Texte à lire:
Nicaragua. «La recherche de l’unité dans la Concertation bleue et blanche»

Mónica López Baltonado lors de l’entretien dans l’émission
Esta Noche, fille de Mónica Baltonado et de Julio López, active dans l’AMS, au même titre que Léa Guido

Entretien avec
Mónica López Baltodano

L’Articulation des mouvements sociaux (AMS) et les organisations de la société civile ont récemment présenté une proposition visant à former une Concertation nationale bleue et blanche (Concertación Nacional Azul y Blanco). Ce serait un espace dans lequel pourraient se rassembler toutes les forces organisées qui «sont convaincues que la lutte est civique et non-violente». Son objectif premier est de discuter des initiatives à prendre pour contraindre le gouvernement de Daniel Ortega et Rosario Murillo à quitter le pouvoir.

Mónica López Baltodano, avocate et membre de l’AMS, a expliqué dans un entretien lors de l’émission de télévision Esta Noche (27 septembre 2018), que depuis un mois et demi l’AMS discute, de manière non publique, avec des représentants paysans, des écologistes, des défenseurs des droits humains, des dirigeants de divers départements du pays, des représentants des peuples autochtones et d’origine africaine, et d’autres collectifs, sur la façon de contribuer à la construction d’une jonction entre plusieurs des protagonistes qui, pour l’essentiel, ont surgi suite à l’insurrection civile du 18 avril.

«Il y a l’Alliance Civique, l’AMS, le Mouvement du 19 avril (étudiants universitaires) présents dans différentes parties du pays. De nouvelles structures, à caractère professionnel, apparaissent telles que l’Unité Médicale, composée de médecins licenciés [pour avoir soigné des manifestants, sans exclure des blessés du «camp gouvernemental»]. Nous avons besoin, en ce moment, après cinq mois, que ces différentes forces se coordonnent et que les actions soient concertées», explique Mónica López Baltodano.

Données à examiner:

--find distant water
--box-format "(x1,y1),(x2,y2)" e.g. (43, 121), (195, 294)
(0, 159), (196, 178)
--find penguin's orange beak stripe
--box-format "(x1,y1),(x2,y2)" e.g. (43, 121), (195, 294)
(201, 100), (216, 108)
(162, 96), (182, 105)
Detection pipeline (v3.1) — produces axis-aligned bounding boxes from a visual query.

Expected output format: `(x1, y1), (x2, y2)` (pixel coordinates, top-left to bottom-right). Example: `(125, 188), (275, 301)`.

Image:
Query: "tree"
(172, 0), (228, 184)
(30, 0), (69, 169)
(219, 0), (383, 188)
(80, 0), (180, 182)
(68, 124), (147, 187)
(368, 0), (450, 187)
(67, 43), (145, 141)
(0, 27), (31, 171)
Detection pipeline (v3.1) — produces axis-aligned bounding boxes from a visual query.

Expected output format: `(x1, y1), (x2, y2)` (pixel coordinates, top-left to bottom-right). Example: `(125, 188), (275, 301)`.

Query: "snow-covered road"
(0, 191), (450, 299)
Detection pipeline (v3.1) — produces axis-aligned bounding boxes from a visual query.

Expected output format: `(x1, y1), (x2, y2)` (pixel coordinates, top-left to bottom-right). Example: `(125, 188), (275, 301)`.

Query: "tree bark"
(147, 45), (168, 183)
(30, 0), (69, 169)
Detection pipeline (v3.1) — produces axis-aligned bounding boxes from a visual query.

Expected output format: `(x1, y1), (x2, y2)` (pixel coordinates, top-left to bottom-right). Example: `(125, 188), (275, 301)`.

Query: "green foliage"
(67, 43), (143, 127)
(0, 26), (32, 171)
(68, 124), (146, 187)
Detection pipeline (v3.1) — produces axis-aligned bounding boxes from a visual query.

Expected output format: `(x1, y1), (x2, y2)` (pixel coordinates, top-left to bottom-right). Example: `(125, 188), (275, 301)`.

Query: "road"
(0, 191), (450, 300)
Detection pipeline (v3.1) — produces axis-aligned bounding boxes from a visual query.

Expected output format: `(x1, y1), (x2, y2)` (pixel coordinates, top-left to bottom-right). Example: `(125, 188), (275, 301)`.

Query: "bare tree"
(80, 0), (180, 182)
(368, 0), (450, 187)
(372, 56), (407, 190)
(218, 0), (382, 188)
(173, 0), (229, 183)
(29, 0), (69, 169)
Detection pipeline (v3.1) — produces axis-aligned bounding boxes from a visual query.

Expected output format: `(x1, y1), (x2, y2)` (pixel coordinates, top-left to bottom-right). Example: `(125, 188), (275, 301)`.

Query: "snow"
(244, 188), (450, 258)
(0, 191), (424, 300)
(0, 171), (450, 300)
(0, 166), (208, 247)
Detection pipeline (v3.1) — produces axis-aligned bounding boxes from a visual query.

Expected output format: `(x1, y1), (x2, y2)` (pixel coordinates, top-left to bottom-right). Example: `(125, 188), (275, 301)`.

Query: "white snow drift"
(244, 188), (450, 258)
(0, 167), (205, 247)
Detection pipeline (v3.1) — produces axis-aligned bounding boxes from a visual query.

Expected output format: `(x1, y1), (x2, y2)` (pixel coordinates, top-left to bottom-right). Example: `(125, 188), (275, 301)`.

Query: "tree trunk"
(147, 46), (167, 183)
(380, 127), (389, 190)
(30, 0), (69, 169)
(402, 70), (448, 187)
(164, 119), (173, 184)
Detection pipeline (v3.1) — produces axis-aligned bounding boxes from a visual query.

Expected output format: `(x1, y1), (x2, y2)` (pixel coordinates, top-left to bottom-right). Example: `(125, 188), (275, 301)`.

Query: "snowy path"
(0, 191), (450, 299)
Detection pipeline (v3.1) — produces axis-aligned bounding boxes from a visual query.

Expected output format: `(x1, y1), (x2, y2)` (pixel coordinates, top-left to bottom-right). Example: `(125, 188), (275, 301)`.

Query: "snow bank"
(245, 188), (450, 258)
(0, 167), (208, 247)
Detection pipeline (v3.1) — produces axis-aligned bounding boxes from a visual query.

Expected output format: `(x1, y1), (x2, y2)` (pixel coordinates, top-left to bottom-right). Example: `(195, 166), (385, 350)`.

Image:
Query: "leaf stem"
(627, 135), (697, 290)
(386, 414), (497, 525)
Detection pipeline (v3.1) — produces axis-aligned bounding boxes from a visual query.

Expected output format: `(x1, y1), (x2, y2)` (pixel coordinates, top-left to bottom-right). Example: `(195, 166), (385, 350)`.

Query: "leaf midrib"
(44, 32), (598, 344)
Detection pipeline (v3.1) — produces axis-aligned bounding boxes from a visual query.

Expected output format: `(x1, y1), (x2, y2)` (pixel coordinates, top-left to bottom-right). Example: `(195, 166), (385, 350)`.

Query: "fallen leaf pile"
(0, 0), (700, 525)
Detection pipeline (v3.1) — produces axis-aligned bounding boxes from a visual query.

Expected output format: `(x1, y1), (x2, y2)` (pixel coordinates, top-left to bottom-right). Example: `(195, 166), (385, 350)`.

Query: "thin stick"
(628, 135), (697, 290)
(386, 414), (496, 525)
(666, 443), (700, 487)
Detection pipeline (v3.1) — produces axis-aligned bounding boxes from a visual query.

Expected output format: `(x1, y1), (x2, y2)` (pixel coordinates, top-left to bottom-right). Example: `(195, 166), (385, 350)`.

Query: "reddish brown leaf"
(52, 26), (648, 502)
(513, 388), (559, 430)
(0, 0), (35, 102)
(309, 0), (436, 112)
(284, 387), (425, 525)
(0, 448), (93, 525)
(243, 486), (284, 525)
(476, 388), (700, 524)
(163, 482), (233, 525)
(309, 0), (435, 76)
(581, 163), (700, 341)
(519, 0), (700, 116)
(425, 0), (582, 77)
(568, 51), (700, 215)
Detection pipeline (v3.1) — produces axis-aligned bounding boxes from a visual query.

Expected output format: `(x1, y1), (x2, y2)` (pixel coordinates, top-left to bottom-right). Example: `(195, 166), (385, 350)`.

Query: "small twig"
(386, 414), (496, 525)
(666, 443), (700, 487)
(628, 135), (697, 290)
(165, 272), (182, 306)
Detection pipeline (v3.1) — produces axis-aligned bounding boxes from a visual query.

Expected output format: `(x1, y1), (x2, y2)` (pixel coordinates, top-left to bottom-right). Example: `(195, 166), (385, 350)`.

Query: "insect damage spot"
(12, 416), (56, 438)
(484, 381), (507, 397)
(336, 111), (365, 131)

Travail à réaliser:
Recopiez le passage du texte sur le Nicaragua en commençant par « L’Articulation des mouvements » et en terminant par « quitter le pouvoir. ». Remplacez-y « proposition » par « suggestion ».

Réponse:
L’Articulation des mouvements sociaux (AMS) et les organisations de la société civile ont récemment présenté une suggestion visant à former une Concertation nationale bleue et blanche (Concertación Nacional Azul y Blanco). Ce serait un espace dans lequel pourraient se rassembler toutes les forces organisées qui «sont convaincues que la lutte est civique et non-violente». Son objectif premier est de discuter des initiatives à prendre pour contraindre le gouvernement de Daniel Ortega et Rosario Murillo à quitter le pouvoir.